▼
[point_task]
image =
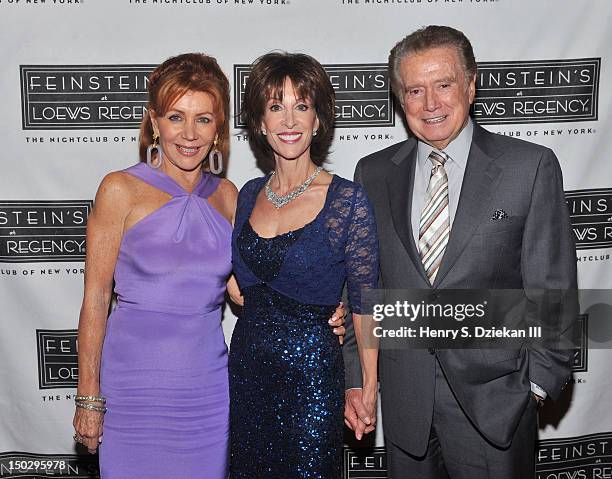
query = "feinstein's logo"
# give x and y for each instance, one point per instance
(580, 362)
(591, 217)
(363, 94)
(365, 463)
(575, 457)
(537, 91)
(39, 231)
(57, 358)
(83, 96)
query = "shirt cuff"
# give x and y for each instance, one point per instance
(537, 390)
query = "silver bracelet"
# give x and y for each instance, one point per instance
(90, 398)
(91, 407)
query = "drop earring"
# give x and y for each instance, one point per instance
(215, 159)
(160, 154)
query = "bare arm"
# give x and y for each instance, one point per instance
(104, 233)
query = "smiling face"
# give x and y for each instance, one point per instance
(289, 124)
(187, 130)
(437, 94)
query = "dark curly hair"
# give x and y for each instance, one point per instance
(266, 80)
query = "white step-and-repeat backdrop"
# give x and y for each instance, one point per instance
(73, 90)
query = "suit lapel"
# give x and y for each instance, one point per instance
(479, 183)
(400, 182)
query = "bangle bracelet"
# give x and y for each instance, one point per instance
(90, 398)
(91, 407)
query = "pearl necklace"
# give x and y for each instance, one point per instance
(279, 201)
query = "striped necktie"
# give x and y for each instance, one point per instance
(434, 226)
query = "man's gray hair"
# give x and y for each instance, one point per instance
(432, 36)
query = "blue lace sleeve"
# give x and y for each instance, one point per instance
(361, 250)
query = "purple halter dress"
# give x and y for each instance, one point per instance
(164, 360)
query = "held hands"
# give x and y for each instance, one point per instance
(360, 410)
(234, 291)
(337, 322)
(88, 427)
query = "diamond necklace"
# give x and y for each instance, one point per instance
(279, 201)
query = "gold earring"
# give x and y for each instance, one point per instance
(215, 158)
(160, 154)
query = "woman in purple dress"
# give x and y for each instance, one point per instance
(162, 230)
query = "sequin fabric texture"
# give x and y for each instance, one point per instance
(286, 369)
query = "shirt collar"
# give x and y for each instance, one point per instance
(457, 150)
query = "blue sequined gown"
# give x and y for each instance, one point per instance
(286, 368)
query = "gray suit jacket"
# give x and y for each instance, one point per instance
(531, 249)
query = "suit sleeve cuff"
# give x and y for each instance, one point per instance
(537, 390)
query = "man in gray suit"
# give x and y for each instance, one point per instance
(459, 207)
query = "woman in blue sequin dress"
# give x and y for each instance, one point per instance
(300, 234)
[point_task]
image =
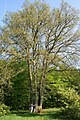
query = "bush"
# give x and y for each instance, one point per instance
(4, 110)
(72, 101)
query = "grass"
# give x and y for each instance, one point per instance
(47, 114)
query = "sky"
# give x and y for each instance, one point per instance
(14, 5)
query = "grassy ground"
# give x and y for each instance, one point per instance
(47, 114)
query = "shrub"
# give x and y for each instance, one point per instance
(4, 110)
(72, 101)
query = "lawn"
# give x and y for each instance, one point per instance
(47, 114)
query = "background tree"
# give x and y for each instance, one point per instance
(44, 38)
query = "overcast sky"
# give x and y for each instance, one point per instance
(14, 5)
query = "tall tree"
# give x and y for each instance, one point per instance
(44, 38)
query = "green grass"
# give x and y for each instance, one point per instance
(47, 114)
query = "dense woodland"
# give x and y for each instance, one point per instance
(39, 59)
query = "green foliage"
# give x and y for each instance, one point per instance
(19, 95)
(4, 110)
(72, 101)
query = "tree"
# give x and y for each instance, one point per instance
(44, 38)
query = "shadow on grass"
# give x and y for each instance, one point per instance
(50, 115)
▲
▶ **WORK REQUEST**: Strip out the pictures and repeat the listing above exactly.

▶ **YOUR SOLUTION**:
[point_task]
image =
query = "feinstein's logo"
# give x and y for each instance, one point per instance
(580, 362)
(591, 217)
(363, 94)
(365, 463)
(575, 457)
(537, 91)
(39, 231)
(57, 358)
(83, 96)
query = "shirt cuff"
# give x and y for each instance, one point per instance
(537, 390)
query = "silver bracelet"
# give x and y for each instance, one point per instance
(90, 398)
(91, 407)
query = "drop earring"
# give x and y for each instance, one point per instance
(215, 159)
(160, 154)
query = "bare arm"
# give x and y for each instance, one point per instance
(104, 233)
query = "smiling face"
# give x and y for each instance, one point per instance
(289, 124)
(187, 130)
(437, 94)
query = "dark curly hair"
# give x and y for each instance, one point per instance
(266, 80)
query = "white step-and-repeat backdrop"
# give x and y for each instance, one point per instance
(73, 90)
query = "suit lapel"
# give x and y for each instance, one point per instance
(479, 183)
(400, 182)
query = "bangle bracelet"
# give x and y for each instance, one point per instance
(90, 398)
(91, 407)
query = "pearl necklace"
# give x and y for each instance, one point per instance
(279, 201)
query = "striped necktie"
# give x and y for each instance, one point per instance
(434, 226)
query = "man's gray hair"
# give x and y for each instance, one point per instance
(432, 36)
query = "blue lace sleeve"
# give x and y for each instance, one point per instance
(361, 250)
query = "purple halter dress"
# give x and y for each instance, one point per instance
(164, 360)
query = "held hands"
# give x and y for each instance, one point per instance
(360, 410)
(234, 291)
(337, 322)
(88, 427)
query = "diamond necklace"
# give x and y for each instance, one point per instance
(279, 201)
query = "gold earring"
# give x and y for each instance, one point per instance
(215, 158)
(160, 154)
query = "woman in purple dress"
# give x and y for each instance, one point per instance
(162, 230)
query = "sequin fabric texture"
# give x and y for each instance, one point per instance
(286, 369)
query = "shirt collar"
# give x and y for each instance, one point per instance
(457, 150)
query = "blue sequined gown"
# give x and y for each instance, one point per instance
(286, 368)
query = "gray suit jacket"
# give x and y for each instance, one point per instance
(531, 249)
query = "suit sleeve cuff"
# give x and y for each instance, one point per instance
(537, 390)
query = "man in gray suit"
# give x and y for each instance, one point per instance
(459, 207)
query = "woman in blue sequin dress"
# give x and y for each instance, one point per instance
(300, 234)
[point_task]
image =
query = "bush"
# give x and y for each instance, one point per instance
(4, 110)
(72, 101)
query = "grass"
# give x and y for each instance, one point per instance
(47, 114)
query = "sky"
# give x and y for each instance, one point per instance
(14, 5)
query = "grassy ground"
# give x and y for each instance, one point per instance
(47, 114)
query = "shrub"
# give x and y for each instance, one point per instance
(4, 110)
(72, 101)
query = "lawn"
# give x and y for each instance, one point per instance
(47, 114)
query = "background tree"
# give x and y for each instance, one point per instance
(44, 38)
query = "overcast sky"
# give x and y for each instance, one point per instance
(14, 5)
query = "tall tree"
# give x and y for each instance, one point per instance
(44, 38)
query = "green grass"
# give x and y for each instance, one point per instance
(47, 114)
query = "dense woodland"
# give x and y for each instance, one point per instance
(39, 59)
query = "green foliage"
# give x and y for each instance, one point per instance
(19, 95)
(4, 110)
(72, 101)
query = "tree"
# give x and y for each instance, one point per instance
(44, 38)
query = "shadow on grass"
# give x and y for each instance, one point per instance
(50, 115)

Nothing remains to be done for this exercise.